*Kutipan Teks*
Saturday, January 2, 2016

Buya Hamka: Vonis Sesat terhadap Wahabi Direkayasa untuk Gurita Kolonialisme

Oleh: Zulkarnain Khidir

Mahasiswa Universitas Prof. DR. HAMKA, Jakarta
Belakangan ketika isu terorisme kian dihujamkan di jantung pergerakan umat Islam agar iklim pergerakan dakwah terkapar lemah tak berdaya. Nama Wahabi menjadi salah satu faham yang disorot dan kian menjadi bulan-bulanan aksi “tunjuk hidung,” bahkan hal itu dilakukan oleh kalangan ustadz dan kiyai yang berasal dari tubuh umat Islam itu sendiri.

*Arahan Singkat*
Lanjutkan tulisan tentang vonis sesat terhadap Wahabi di atas, mulai sesudah kalimat terakhirnya.

*Data Tersedia*

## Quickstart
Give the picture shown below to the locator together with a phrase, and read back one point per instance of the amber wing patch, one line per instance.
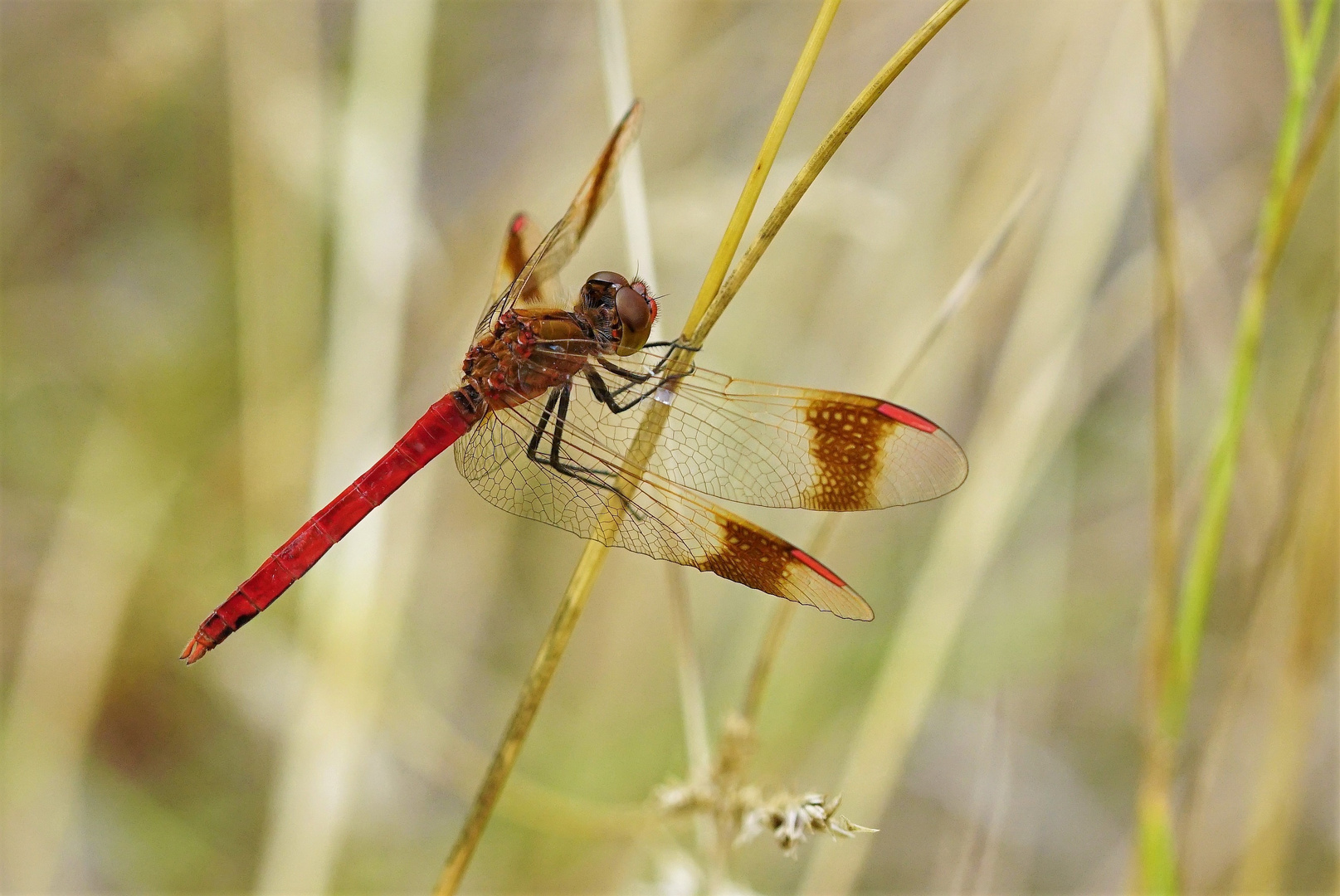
(845, 445)
(749, 556)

*Hasil Tugas*
Beberapa buku propaganda pun diterbitkan untuk menghantam pergerakan yang dituding Wahabi, di antaranya buku hitam berjudl “Sejarah Berdarah Sekte Salafi-Wahabi: Mereka Membunuh Semuanya Termasuk Para Ulama.” Bertubi-tubi, berbagai tudingan dialamatkan oleh alumnus dari Universitas di Bawah Naungan Kerajaan Ibnu Saud yang berhaluan Wahabi, yaitu Prof. Dr. Said Siradj, MA. Tak mau kalah, para kiyai dari pelosok pun ikut-ikutan menghujat siapapun yang dituding Wahabi. Kasus terakhir adalah statement dari kiyai Muhammad Bukhori Maulana dalam tabligh akbar FOSWAN di Bekasi baru-baru ini turut pula menyerang Wahabi dengan tudingan miring. Benarkah tudingan tersebut?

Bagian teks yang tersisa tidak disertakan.